• [AIM OF THE EXERCISE]
Begin with the line that holds "Find and box the metal bolt.". Write out every line from there to the end of the listing below, word for word.

....

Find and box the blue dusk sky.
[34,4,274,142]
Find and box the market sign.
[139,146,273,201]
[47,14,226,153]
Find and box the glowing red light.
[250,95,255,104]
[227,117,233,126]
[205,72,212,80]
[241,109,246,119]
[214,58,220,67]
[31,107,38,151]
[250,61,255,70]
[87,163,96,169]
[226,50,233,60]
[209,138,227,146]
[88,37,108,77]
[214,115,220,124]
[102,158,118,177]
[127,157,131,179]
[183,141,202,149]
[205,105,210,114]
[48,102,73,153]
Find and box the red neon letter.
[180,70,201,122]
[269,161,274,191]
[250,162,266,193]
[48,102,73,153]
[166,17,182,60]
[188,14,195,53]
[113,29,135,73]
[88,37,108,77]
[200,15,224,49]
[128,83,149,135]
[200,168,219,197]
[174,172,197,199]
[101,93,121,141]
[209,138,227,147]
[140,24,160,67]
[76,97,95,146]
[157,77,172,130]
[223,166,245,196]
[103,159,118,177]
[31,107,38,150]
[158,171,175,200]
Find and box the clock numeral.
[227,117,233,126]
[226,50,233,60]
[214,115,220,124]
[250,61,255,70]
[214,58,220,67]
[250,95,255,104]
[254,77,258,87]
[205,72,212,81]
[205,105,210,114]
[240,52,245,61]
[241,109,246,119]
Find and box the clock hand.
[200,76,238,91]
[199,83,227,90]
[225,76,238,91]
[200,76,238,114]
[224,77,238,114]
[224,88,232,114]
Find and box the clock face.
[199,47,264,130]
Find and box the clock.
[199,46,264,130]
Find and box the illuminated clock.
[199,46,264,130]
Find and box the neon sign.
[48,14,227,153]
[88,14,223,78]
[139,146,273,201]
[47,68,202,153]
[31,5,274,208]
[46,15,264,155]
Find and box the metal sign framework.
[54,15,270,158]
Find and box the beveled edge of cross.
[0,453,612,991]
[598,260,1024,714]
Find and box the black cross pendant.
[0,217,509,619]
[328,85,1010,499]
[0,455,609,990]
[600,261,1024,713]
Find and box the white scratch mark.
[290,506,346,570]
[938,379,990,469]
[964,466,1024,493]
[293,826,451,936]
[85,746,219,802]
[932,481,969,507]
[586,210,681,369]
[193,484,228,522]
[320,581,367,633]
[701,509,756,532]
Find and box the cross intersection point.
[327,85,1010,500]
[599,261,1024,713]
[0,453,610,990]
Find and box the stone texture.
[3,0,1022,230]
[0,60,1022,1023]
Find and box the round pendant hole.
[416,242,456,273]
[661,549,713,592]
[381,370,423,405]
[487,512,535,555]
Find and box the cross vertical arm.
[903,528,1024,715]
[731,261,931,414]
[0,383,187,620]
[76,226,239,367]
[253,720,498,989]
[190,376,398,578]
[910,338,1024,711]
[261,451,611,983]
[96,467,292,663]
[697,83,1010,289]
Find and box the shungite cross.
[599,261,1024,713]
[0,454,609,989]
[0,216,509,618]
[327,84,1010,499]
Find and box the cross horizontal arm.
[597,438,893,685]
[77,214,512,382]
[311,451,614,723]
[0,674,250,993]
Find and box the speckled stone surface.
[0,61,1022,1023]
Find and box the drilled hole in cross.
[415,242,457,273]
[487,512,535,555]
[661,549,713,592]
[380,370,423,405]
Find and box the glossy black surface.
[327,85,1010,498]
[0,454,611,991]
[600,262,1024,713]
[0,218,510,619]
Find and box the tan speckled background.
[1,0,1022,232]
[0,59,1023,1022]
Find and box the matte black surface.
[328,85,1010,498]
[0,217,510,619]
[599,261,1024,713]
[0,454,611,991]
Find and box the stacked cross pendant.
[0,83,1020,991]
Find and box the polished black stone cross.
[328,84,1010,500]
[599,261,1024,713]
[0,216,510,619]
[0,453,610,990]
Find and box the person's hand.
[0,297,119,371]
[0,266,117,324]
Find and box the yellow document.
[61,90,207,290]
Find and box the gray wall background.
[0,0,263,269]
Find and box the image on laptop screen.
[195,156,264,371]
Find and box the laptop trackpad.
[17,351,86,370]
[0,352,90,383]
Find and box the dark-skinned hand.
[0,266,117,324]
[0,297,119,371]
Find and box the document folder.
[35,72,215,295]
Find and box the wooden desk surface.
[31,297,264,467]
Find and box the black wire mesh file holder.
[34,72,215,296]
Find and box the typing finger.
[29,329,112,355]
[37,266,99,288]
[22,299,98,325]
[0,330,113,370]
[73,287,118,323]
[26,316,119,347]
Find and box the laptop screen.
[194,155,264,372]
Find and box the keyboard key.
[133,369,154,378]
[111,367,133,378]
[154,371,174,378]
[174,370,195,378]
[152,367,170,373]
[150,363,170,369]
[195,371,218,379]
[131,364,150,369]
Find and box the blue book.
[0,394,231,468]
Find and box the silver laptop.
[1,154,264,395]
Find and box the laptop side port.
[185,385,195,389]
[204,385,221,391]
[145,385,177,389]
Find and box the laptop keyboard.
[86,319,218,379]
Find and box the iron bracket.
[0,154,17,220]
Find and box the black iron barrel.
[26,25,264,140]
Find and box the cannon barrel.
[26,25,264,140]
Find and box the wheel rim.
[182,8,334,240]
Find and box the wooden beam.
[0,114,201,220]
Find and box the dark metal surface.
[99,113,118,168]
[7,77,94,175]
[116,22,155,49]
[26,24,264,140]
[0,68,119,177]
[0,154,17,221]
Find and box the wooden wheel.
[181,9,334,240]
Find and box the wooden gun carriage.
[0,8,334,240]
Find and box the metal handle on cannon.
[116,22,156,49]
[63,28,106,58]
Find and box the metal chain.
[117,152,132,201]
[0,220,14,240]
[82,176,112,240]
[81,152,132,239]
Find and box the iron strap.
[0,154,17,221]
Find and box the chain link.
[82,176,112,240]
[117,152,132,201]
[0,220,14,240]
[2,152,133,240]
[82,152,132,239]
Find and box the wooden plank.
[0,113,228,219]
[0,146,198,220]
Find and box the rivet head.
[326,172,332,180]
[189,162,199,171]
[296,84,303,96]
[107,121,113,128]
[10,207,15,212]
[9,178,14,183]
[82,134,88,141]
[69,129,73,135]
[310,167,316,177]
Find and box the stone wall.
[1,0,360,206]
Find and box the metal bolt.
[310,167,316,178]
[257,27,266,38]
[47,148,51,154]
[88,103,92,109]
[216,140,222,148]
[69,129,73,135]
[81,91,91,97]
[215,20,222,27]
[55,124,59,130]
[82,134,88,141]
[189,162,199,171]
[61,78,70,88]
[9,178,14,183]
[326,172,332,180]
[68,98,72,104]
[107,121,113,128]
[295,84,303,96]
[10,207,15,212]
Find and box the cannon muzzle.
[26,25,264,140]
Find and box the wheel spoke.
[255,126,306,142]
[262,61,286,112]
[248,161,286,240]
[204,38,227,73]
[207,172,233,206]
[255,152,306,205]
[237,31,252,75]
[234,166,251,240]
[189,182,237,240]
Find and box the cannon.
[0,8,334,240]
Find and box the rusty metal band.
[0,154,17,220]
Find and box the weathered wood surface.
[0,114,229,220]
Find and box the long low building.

....

• [SOLUTION BELOW]
Find and box the metal bolt.
[310,167,316,178]
[257,27,266,38]
[47,148,51,154]
[88,103,92,109]
[216,140,222,148]
[69,129,73,135]
[81,91,91,97]
[215,20,222,27]
[55,124,59,130]
[82,134,88,141]
[189,162,199,171]
[61,78,70,88]
[9,178,14,183]
[326,172,332,180]
[68,98,72,104]
[107,121,113,128]
[295,84,303,96]
[10,207,15,212]
Find and box the cannon muzzle.
[26,25,264,140]
Find and box the wheel spoke.
[255,126,306,142]
[262,61,286,112]
[248,161,286,240]
[204,38,227,73]
[207,172,233,206]
[255,152,306,205]
[237,31,252,75]
[234,166,251,240]
[189,182,237,240]
Find and box the cannon.
[0,8,334,240]
Find and box the rusty metal band.
[0,154,17,220]
Find and box the weathered wood surface.
[0,114,229,220]
Find and box the long low building.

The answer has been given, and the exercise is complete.